Because of enthalpy limitations.

>>This is actually issue number one! First, figure out
>>the propulsion system--all else is secondary. Think
>>about real life warships. Sailing warships looked
>>like sailing ships. Paddlewheel warships looked like
>>paddlewheel ships. Piston warships looked like
>>piston steamships. Turbine warships look like turbine
>>ships. The propulsion system can't just be some
>>afterthought in the design.

>All of those had terrestrial design constraints, though. They had to be
>designed to support their own weight, aero/hydrodynamics, etc. In space, why
>not just use a spherical shell large enough to enclose everything you might
>need?

Because the equipment you need may not work best within
the confines of a spherical shell. There are many
potential considerations.

>>>I was thinking perhaps either a gas-core nuclear
>>>rocket or a VASIMIR engine,

>>For there to be any point to either, you need a
>>high power heat rejection system. You can't just
>>try to use the waste heat to preheat your propellant.

————————

REQUIRED WORK:
1. In the forum thread on space propulsion, one post proposes enclosing everything in a large spherical shell. Why does the reply reject that idea?
2. Write the next few lines of the forum thread on space propulsion, continuing after its final sentence.

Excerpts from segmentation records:
————————

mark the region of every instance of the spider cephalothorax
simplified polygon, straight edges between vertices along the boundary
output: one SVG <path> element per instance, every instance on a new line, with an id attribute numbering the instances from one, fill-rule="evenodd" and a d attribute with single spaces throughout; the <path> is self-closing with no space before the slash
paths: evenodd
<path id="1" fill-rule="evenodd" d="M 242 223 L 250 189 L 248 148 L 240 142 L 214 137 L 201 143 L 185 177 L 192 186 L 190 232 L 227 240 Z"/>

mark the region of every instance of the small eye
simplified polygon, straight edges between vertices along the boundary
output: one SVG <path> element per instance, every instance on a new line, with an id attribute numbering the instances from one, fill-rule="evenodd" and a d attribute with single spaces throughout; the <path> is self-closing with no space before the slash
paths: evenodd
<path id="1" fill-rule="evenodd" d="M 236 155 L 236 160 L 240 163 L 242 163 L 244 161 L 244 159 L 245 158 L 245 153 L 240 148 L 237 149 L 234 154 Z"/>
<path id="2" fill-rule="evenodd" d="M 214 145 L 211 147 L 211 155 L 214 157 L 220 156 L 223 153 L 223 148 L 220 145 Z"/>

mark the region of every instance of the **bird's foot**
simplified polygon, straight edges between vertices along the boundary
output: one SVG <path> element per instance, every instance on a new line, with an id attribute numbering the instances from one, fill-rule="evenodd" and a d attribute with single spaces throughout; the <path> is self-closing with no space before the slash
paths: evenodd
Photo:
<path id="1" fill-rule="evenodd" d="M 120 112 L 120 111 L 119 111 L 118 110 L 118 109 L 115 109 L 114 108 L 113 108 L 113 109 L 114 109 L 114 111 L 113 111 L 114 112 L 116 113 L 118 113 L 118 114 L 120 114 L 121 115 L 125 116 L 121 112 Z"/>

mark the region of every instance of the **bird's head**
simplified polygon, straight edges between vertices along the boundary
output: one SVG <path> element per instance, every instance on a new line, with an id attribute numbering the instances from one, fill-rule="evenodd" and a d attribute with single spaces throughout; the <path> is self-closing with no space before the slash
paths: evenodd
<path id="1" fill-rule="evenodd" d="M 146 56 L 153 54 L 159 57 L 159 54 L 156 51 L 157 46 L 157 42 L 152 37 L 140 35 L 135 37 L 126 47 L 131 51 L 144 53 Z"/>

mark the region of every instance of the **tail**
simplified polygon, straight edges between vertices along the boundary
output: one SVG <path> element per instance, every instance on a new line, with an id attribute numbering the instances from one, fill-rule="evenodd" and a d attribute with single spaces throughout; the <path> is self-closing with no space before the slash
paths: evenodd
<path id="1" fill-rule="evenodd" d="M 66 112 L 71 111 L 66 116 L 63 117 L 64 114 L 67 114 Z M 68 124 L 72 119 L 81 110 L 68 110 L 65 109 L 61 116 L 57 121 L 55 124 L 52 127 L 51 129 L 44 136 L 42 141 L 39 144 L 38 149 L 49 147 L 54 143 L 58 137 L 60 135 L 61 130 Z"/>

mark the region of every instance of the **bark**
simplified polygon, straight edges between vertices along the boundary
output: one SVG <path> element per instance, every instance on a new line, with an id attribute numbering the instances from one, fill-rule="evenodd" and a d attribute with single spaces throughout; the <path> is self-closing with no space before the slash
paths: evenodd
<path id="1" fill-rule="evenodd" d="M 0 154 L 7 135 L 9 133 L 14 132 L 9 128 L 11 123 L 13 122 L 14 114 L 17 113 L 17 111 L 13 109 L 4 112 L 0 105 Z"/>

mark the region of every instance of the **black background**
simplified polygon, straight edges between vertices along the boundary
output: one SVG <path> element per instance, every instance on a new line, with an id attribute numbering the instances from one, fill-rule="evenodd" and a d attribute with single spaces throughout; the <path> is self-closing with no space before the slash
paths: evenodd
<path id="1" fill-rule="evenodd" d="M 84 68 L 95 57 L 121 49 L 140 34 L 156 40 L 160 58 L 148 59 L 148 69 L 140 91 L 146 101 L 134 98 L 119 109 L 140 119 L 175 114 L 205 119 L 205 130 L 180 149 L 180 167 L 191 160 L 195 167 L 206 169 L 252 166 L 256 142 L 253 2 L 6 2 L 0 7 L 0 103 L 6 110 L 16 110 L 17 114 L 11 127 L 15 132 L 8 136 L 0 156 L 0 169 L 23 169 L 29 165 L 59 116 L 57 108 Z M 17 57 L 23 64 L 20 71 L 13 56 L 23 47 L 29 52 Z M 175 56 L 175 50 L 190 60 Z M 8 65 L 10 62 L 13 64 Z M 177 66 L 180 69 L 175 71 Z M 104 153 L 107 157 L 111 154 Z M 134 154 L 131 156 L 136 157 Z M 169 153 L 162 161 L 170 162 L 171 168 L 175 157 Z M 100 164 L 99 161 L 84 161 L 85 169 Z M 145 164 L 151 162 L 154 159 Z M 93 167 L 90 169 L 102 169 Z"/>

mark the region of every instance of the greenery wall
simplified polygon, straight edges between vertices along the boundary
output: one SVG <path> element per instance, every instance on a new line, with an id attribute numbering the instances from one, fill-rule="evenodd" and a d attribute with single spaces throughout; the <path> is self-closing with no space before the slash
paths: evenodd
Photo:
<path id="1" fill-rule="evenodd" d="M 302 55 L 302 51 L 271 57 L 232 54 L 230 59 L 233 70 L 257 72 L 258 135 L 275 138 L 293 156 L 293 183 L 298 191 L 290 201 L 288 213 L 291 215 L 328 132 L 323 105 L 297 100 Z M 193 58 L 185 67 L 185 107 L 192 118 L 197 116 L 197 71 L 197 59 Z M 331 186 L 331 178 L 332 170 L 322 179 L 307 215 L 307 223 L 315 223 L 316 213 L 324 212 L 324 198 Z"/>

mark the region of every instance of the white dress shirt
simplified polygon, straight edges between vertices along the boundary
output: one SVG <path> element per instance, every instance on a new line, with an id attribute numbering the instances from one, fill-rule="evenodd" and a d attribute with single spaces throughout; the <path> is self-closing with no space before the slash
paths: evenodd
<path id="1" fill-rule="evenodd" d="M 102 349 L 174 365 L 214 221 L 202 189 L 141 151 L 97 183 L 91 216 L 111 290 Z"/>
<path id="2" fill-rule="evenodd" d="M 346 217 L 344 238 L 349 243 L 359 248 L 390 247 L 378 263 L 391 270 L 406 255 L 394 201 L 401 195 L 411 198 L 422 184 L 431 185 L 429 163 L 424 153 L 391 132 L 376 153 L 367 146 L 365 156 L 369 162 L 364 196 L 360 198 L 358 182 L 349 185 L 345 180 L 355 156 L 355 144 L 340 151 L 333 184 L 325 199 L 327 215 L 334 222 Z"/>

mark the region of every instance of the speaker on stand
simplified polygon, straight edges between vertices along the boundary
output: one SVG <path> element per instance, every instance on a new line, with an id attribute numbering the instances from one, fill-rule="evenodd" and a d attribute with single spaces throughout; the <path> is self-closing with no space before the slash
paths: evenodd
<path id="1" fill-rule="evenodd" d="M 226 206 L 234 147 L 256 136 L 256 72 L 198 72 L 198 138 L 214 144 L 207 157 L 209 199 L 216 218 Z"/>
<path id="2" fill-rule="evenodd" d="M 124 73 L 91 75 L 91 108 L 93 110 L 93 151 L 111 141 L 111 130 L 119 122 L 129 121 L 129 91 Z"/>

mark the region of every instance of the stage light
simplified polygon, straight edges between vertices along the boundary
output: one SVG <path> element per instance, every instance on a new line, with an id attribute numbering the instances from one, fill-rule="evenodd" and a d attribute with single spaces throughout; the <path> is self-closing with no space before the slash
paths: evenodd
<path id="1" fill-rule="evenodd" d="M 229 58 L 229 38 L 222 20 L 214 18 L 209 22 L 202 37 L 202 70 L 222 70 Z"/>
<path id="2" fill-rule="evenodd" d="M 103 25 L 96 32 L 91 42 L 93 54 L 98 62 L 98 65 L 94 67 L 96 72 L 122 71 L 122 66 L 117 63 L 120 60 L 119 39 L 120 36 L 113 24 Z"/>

————————

RESPONSE LIST:
1. The reply says the equipment a ship needs may not work best inside the confines of a spherical shell, and that there are many potential considerations.

2.
>>This was a mistake I myself made, and it was pointed
>>out to me that enthalpy limitations would reduce
>>the Isp of such an engine down to the levels of a
>>plain old solid core engine (i.e. low enough to be
>>self cooling).

>Oo. That could be a problem, then. Of course, it's a problem for any
>warship- how do you keep your heat rejection system out of enemy laser
>beams?

More or less, you don't. I tend to favor self cooling
propulsion and weapons systems for space warcraft
concepts.

>>Note that for a modest increase in volume/mass/complexity,
>>a solid core nuclear thermal rocket can be designed to
>>be a dual mode reactor (either a thermal rocket for thrust,
>>or a power reactor recycling "propellant" through a
>>condenser/radiator).

>Why do say only solid core? I'd think any heat-producing apparatus could be
>run as a powerplant as well, including a gas-core NTR.

For more advanced types of reactors, the considerations for
making them dual mode may or may not be a "modest" increase
in volume/mass/complexity.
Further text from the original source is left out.